▶ _Goal_
Identify each line in the entries below that contains the word "small", and copy every such line in full.

Raw records start

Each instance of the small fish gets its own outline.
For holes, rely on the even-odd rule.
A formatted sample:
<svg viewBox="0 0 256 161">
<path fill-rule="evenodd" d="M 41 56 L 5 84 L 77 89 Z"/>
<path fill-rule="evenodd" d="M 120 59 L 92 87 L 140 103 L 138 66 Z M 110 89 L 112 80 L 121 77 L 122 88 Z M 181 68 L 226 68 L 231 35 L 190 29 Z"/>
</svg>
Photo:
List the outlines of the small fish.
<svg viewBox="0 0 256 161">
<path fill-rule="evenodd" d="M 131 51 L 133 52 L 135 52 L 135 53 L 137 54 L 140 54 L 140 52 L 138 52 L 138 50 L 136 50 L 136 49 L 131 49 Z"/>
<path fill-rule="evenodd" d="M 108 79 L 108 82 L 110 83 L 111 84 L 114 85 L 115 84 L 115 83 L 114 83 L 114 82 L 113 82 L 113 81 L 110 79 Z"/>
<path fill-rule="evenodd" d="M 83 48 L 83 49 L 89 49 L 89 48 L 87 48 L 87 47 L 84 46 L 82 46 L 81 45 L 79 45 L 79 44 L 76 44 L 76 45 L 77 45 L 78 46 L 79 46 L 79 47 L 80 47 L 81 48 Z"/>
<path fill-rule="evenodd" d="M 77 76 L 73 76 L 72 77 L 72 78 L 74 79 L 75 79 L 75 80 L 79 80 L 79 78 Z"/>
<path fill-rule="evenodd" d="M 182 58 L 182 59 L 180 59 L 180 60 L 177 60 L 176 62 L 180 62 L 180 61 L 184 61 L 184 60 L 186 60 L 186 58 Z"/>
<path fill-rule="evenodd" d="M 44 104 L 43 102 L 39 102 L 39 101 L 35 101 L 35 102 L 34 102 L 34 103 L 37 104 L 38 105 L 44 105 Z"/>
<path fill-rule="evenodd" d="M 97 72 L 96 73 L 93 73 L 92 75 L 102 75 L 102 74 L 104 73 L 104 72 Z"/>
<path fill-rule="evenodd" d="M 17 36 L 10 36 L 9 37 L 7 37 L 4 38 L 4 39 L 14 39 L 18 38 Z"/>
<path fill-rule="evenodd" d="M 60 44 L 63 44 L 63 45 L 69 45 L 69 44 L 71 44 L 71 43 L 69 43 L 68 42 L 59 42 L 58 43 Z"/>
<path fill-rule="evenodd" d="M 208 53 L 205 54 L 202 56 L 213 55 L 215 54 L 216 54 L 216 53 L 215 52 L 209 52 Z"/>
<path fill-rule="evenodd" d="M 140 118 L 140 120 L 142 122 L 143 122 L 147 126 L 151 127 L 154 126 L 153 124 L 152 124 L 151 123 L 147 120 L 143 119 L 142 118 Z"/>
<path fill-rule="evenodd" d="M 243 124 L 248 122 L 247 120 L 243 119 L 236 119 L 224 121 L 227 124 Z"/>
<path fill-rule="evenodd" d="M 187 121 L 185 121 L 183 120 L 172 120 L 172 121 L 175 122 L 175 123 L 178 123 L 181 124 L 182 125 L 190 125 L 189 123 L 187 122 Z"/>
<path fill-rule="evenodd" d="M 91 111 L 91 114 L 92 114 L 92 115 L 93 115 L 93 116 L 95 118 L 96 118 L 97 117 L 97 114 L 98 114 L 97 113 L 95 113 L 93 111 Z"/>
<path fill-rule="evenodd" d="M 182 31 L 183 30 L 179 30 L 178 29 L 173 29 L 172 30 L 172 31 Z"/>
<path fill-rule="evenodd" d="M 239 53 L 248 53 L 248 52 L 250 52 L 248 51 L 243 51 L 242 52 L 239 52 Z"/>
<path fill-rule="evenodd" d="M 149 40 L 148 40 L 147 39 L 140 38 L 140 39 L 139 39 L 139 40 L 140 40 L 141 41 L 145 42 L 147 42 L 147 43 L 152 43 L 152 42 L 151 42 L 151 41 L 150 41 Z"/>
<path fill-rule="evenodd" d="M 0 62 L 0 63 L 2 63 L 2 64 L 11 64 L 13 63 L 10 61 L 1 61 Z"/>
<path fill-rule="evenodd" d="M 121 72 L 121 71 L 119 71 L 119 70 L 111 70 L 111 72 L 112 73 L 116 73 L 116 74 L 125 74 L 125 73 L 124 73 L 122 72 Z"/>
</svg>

Raw records end

▶ _Written answer_
Each instance of the small fish gets its own outline.
List the outlines of the small fish.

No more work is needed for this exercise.